Your instructions. Reproduce the listing exactly, please, with every line intact.

Data for review.
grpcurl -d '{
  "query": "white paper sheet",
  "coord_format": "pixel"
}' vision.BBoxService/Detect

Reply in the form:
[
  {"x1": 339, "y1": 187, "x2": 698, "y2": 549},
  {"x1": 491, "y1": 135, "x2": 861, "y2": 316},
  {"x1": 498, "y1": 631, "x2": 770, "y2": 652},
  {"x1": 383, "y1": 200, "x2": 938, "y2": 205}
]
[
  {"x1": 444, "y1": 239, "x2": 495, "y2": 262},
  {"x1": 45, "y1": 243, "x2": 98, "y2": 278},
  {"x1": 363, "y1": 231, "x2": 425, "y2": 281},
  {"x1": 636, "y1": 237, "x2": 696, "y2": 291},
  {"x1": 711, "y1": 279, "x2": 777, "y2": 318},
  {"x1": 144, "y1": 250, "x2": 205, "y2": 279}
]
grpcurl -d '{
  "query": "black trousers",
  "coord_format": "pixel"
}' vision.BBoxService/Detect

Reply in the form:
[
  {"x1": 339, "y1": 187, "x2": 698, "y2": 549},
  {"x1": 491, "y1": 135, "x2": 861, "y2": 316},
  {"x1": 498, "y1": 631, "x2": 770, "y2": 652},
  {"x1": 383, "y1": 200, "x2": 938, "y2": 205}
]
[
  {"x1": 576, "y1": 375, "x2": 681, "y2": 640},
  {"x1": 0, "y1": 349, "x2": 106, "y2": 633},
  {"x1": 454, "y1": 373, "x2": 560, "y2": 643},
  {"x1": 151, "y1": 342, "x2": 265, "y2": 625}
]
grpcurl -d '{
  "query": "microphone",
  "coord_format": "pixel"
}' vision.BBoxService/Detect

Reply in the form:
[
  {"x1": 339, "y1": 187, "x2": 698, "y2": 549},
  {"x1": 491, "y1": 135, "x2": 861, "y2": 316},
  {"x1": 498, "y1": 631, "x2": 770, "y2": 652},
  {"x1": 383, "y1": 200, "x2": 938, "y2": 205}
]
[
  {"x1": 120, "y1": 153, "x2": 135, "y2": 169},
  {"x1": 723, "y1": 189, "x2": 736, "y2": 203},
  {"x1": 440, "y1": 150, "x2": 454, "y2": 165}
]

Solution for this exercise.
grpcurl -d '{
  "query": "white paper sheet",
  "coord_format": "pixel"
}' vision.BBoxService/Detect

Reply in the form:
[
  {"x1": 339, "y1": 187, "x2": 698, "y2": 549},
  {"x1": 491, "y1": 135, "x2": 861, "y2": 316},
  {"x1": 498, "y1": 631, "x2": 770, "y2": 652},
  {"x1": 383, "y1": 200, "x2": 938, "y2": 205}
]
[
  {"x1": 444, "y1": 239, "x2": 495, "y2": 262},
  {"x1": 45, "y1": 243, "x2": 98, "y2": 278},
  {"x1": 363, "y1": 231, "x2": 425, "y2": 281},
  {"x1": 636, "y1": 237, "x2": 696, "y2": 291},
  {"x1": 711, "y1": 279, "x2": 777, "y2": 318},
  {"x1": 144, "y1": 250, "x2": 205, "y2": 279}
]
grpcurl -d '{
  "query": "black trousers",
  "coord_format": "pixel"
}' vision.BBoxService/Detect

Reply in the form:
[
  {"x1": 339, "y1": 187, "x2": 698, "y2": 549},
  {"x1": 491, "y1": 135, "x2": 861, "y2": 316},
  {"x1": 498, "y1": 631, "x2": 770, "y2": 652},
  {"x1": 383, "y1": 200, "x2": 938, "y2": 205}
]
[
  {"x1": 576, "y1": 375, "x2": 681, "y2": 640},
  {"x1": 0, "y1": 349, "x2": 106, "y2": 633},
  {"x1": 454, "y1": 373, "x2": 560, "y2": 643},
  {"x1": 151, "y1": 342, "x2": 265, "y2": 625}
]
grpcurl -d '{
  "query": "microphone",
  "coord_format": "pixel"
}' vision.BBoxService/Detect

Reply in the form:
[
  {"x1": 339, "y1": 187, "x2": 698, "y2": 549},
  {"x1": 491, "y1": 135, "x2": 861, "y2": 316},
  {"x1": 498, "y1": 631, "x2": 770, "y2": 652},
  {"x1": 383, "y1": 200, "x2": 938, "y2": 205}
]
[
  {"x1": 120, "y1": 153, "x2": 135, "y2": 169},
  {"x1": 723, "y1": 189, "x2": 736, "y2": 203},
  {"x1": 440, "y1": 150, "x2": 454, "y2": 165}
]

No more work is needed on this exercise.